5. Participants learned new information and changed some beliefs and behaviors.   

  “In our countries we place our babies on their bellies when asleep and now I know that is not good. Now I know that babies should sleep on their backs.” (Phase IV: Translation- focus group participant)

   “I am no longer scared to ask questions to my doctor.”  (Phase IV: Translation- focus group participant) 

   "As a maternity care coordinator, I spend a great deal of time discussing childbirth and related topics with prenatal patients.  I have noticed a remarkable difference in the women who have attended the classes taught using this model.  When discussing birth plans with these women, I have noted a great sense of confidence regarding the information that they have learned.  One first-time mom explained the labor process to me as if she were teaching me how it is." (Phase I: MCC Supervisor, 2/19/99, correspondence)

"During a discussion of the photonovel 'Going to the Clinic', one woman reported that she was not going to prenatal visits every month because she didn't think it was necessary. Her previous baby had been healthy without prenatal care.  The other women in the group advised her that she should go every month, and that it is very important to go.  The facilitator explored with the group some of the reasons why it is important to go to prenatal visits. The next week the woman was late to class because she had followed-through and went to her scheduled prenatal appointment. The other women gave her a round of applause and a lot of verbal approval and affirmation for keeping her appointment."  (Phase III: Group 4 mentor field notes)

6. Participants shared what they were learning with others. 

"Another great benefit I have noticed is the communication that continues beyond the classroom.  As many of the women ride on the prenatal van, they have to wait for a while after the class is over for other women to be seen by the provider.  On several occasions, I have heard the women discussing the topics with each other and other pregnant women who did not attend the classes.  Not only have the women formed a bond amongst themselves, they are also reaching out to other women indicating their level of confidence with the information."       (Phase I: MCC Supervisor, 2/19/99, correspondence)

[Data excerpts]:
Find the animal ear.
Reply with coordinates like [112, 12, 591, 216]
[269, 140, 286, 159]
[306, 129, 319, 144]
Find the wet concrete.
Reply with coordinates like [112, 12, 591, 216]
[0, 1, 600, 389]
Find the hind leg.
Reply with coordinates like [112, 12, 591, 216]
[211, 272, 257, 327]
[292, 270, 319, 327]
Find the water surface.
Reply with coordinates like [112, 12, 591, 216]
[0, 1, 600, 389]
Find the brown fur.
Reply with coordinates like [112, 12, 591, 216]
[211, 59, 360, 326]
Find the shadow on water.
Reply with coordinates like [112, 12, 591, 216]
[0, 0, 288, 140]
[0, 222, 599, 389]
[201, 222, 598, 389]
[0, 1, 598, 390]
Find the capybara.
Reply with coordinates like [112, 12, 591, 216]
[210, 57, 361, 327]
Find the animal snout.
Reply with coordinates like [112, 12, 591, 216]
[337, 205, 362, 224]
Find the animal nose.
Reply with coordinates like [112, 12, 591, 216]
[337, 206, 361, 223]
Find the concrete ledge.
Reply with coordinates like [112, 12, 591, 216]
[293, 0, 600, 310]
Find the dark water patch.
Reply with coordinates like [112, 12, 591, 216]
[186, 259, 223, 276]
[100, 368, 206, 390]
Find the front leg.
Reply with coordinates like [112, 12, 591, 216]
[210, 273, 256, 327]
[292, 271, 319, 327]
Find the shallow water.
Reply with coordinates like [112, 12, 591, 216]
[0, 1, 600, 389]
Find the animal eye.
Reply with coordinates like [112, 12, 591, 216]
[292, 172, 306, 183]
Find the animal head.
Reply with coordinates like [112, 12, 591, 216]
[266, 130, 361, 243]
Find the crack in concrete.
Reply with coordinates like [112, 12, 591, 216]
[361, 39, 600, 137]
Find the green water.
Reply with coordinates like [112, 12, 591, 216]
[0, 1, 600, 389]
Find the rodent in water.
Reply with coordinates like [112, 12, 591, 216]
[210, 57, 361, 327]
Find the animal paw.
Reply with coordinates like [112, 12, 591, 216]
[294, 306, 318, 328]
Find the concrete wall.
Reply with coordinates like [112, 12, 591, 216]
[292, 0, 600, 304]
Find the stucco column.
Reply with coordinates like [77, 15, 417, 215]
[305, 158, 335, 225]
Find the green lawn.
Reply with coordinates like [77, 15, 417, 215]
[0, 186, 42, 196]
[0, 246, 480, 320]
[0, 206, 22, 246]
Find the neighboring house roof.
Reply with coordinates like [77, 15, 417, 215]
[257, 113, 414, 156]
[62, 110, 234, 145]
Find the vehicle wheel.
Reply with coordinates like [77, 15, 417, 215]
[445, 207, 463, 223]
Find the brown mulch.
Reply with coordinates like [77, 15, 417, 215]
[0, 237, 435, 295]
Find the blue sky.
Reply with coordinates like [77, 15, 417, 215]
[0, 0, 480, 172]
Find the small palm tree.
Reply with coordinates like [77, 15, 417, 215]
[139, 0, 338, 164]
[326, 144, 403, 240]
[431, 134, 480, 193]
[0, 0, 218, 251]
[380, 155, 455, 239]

[Work required]: Continue the evaluation findings on the prenatal classes from where they stop.

[Answer for this exercise]:
Observations and self-reports of 'teach-back' examples were common among group members across all four phases. 

When people 'teach back' new information in their own words to someone else, it indicates comprehension and that they have assumed 'ownership.' Their interaction with the information enhances and reinforces long-term retention (Doak et al., 1996).

7. Participants often brought or referred other women to the groups. 

“Unanimously, these women indicated that they wanted more classes and some of them have already “referred” some friends.”   (Phase IV: Project Coordinator field notes.)

The participants' willingness to bring and refer their family and friends in their community is a strong indicator of acceptance and satisfaction with the TWS Method and use of photonovels for prenatal education. Their feedback during the series debriefings and observations of facilitators and observers were consistent with these actions.


The Spirit of "De Madre a Madre"

Teaching with stories, one of the oldest forms of education, is found in cultures around the world. We wanted to harness this oral tradition to transform how we were providing prenatal education for Latinas to provide a community of caring, sharing, learning and growing for themselves, each other, and their families.

“The older women were the arks of instinctual knowing and behavior who could invest the young mothers with the same. Women give this knowing to each other through words, but also by other means.


Complicated messages about what and how to be are sent simply through a look, a touch with the palm of the hand, a murmur, or a special kind of “I cherish you” hug... It is this way among healthy creatures and among healthy humans. 


In this way the child-mother is swept across the threshold into the circle of mature mothers, who welcome her with jokes, gifts and stories.”